◆ Goal 1: From the passage about the buried ship, copy word for word the part from "In this moment, I" to "reached a consensus.".
-- start Source text --
I recently listened to a 99% Invisible podcast where they mentioned an excavation of a ship deep underground in the San Francisco business district. I paused the podcast and pondered how a ship would end up buried deep within the city. Who put it there? How did it get there? Why did it remain buried?
In this moment, I missed teaching middle school social studies. I imagined myself sharing the scenario with my students and then asked them to ask questions and develop a logical theory for how the ship had remained buried underground. They would have critiqued one another’s theories until ultimately the class reached a consensus.
I know, I know. I could just Google the answer. I could play the entire podcast. I could make it simpler with charts and diagrams. However, the mystery, the complexity, and the confusion would have pushed their thinking and increased their engagement with the content.
Don’t get me wrong. The answer to the boat mystery is fascinating. It has to do with filling in swampy land and essentially building land in an area where land didn’t already exist. But the answer becomes so much more interesting after a period of wading in confusion.
-- end Source text --
◆ Goal 2: Rewrite the entries from their first line through the line with "1249 299 1456 704", replacing "supplied" with "provided" and leaving everything else the same. Return only those lines.
-- start Record excerpts --
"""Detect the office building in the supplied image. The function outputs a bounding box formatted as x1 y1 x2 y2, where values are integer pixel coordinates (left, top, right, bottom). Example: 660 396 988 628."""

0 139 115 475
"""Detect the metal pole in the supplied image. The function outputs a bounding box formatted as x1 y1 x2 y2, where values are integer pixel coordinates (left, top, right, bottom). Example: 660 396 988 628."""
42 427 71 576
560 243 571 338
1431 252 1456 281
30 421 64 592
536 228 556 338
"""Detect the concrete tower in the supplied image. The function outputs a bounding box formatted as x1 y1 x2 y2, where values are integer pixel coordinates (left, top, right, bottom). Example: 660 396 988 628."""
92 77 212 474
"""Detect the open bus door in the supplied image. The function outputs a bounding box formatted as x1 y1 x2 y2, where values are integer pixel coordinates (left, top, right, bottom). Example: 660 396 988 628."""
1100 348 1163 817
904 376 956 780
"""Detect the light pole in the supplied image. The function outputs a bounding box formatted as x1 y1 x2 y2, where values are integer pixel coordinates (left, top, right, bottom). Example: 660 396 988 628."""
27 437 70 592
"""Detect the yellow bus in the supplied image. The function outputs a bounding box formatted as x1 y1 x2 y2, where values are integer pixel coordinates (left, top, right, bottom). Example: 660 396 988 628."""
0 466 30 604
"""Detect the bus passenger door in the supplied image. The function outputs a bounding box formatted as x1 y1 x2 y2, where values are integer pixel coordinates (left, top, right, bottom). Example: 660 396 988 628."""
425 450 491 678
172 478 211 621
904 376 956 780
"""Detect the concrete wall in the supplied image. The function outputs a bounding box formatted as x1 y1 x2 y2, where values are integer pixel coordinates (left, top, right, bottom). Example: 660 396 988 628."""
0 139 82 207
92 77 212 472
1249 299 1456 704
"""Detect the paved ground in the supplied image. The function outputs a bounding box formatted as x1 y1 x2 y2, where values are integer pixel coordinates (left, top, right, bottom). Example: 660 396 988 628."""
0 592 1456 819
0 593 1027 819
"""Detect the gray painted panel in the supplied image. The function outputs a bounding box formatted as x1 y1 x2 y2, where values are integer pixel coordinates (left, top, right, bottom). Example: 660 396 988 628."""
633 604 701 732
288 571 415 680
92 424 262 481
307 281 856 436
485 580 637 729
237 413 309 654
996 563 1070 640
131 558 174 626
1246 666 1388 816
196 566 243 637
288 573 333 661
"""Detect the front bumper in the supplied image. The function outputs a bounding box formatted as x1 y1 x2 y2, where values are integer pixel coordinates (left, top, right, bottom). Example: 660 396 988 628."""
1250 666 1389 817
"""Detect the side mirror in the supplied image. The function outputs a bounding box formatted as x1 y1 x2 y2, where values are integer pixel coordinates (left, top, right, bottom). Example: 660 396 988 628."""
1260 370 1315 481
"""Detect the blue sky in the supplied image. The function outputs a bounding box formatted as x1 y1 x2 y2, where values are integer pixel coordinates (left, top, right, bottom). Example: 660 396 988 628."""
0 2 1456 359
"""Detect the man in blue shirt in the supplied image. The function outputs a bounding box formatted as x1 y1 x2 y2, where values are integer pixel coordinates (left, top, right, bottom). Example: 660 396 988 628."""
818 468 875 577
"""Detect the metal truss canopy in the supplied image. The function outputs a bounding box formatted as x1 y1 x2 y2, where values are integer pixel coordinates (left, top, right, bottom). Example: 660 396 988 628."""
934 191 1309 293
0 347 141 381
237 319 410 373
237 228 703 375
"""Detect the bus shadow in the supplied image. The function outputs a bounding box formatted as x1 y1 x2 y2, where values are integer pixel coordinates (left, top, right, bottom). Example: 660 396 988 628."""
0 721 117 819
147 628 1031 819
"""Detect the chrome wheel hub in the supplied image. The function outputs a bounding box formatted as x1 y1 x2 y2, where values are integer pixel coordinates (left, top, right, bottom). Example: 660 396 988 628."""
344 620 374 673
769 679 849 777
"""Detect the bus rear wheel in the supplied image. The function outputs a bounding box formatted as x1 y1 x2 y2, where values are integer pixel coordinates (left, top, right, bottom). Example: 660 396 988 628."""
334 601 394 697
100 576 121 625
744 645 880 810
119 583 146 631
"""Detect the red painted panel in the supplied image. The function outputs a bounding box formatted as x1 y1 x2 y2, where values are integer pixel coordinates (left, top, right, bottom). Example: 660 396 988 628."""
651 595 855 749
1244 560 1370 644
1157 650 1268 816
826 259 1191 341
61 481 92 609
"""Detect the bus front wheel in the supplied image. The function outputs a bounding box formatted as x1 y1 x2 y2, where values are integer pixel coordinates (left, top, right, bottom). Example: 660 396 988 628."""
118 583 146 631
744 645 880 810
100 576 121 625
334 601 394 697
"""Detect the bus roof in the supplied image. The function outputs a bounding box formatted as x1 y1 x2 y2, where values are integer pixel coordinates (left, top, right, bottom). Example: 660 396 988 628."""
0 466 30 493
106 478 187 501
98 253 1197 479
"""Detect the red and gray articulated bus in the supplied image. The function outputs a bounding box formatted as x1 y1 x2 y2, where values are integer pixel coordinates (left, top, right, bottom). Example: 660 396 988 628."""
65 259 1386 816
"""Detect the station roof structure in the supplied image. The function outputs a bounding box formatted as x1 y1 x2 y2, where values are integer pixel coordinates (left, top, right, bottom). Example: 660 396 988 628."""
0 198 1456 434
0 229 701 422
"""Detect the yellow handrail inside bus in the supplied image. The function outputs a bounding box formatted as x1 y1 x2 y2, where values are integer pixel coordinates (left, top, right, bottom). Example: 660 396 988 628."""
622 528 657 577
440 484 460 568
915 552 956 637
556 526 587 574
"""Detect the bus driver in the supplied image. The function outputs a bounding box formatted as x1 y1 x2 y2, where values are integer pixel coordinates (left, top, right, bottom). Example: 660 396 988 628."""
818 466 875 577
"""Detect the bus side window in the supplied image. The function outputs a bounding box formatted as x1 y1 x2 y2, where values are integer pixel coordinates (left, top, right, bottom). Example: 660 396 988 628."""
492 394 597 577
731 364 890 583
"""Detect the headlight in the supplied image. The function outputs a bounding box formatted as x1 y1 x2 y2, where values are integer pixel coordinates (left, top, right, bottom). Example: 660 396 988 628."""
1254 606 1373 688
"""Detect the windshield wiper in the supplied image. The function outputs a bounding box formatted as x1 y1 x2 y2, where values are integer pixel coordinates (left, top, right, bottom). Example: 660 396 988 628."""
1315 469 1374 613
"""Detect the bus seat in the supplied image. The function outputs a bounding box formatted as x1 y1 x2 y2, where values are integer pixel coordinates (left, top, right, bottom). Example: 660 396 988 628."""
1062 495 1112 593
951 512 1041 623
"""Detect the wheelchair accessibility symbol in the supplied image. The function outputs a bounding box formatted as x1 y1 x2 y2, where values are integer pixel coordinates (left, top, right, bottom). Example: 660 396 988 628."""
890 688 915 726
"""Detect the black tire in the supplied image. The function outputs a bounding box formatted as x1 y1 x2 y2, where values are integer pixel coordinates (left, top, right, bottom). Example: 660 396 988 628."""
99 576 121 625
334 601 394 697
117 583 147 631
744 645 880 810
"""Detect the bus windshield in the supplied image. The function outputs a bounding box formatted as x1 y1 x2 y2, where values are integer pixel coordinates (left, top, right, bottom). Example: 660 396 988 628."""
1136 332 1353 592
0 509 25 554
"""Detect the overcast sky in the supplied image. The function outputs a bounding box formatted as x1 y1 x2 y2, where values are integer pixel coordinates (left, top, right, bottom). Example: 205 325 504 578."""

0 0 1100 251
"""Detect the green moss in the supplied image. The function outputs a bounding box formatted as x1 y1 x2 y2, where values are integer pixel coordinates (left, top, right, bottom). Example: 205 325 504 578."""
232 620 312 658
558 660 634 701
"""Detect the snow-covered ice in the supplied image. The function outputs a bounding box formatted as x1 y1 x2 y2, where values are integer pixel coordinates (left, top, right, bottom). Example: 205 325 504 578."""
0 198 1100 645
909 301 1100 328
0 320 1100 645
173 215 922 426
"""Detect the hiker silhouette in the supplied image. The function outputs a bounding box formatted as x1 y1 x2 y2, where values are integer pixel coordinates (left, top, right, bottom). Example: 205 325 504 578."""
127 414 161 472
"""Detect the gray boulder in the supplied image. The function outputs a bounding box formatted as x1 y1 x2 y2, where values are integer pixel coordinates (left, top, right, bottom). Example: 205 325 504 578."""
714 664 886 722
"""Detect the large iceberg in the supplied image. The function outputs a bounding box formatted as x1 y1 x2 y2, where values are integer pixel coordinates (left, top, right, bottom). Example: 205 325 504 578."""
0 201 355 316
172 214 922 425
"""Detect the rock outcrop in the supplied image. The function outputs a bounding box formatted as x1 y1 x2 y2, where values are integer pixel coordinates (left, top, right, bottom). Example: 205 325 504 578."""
-- end Record excerpts --
◆ Task answer 1:
In this moment, I missed teaching middle school social studies. I imagined myself sharing the scenario with my students and then asked them to ask questions and develop a logical theory for how the ship had remained buried underground. They would have critiqued one another’s theories until ultimately the class reached a consensus.

◆ Task answer 2:
"""Detect the office building in the provided image. The function outputs a bounding box formatted as x1 y1 x2 y2, where values are integer pixel coordinates (left, top, right, bottom). Example: 660 396 988 628."""

0 139 115 475
"""Detect the metal pole in the provided image. The function outputs a bounding box formatted as x1 y1 x2 y2, where values are integer pixel coordinates (left, top, right, bottom). Example: 660 396 988 628."""
42 427 71 576
560 243 571 338
1431 252 1456 281
30 421 64 592
536 228 556 338
"""Detect the concrete tower in the provided image. The function outputs a bounding box formatted as x1 y1 x2 y2, where values are integer pixel coordinates (left, top, right, bottom). Example: 660 396 988 628."""
92 77 212 474
"""Detect the open bus door in the provided image. The function outputs a bounding box formatted as x1 y1 x2 y2, where values are integer pixel coordinates (left, top, right, bottom). Example: 660 396 988 628."""
1100 348 1163 817
904 376 956 780
"""Detect the light pole in the provided image. The function outputs a bounding box formatted as x1 y1 x2 y2, where values are integer pixel coordinates (left, top, right, bottom). Example: 660 396 988 628."""
27 437 70 592
"""Detect the yellow bus in the provided image. The function outputs a bounding box formatted as x1 y1 x2 y2, where values are integer pixel coordinates (left, top, right, bottom). Example: 660 396 988 628."""
0 466 30 604
"""Detect the bus passenger door in the provided image. The function outputs a bounding box formatted as x1 y1 x2 y2, where values are integer pixel coordinates (left, top, right, bottom). Example: 660 396 988 628."""
425 450 491 678
172 478 211 621
904 376 956 780
"""Detect the concrete wall in the provided image. The function outputs a bounding box formatted as x1 y1 x2 y2, where values are integer pixel coordinates (left, top, right, bottom). Example: 660 396 988 628."""
0 139 82 207
92 77 212 472
1249 299 1456 704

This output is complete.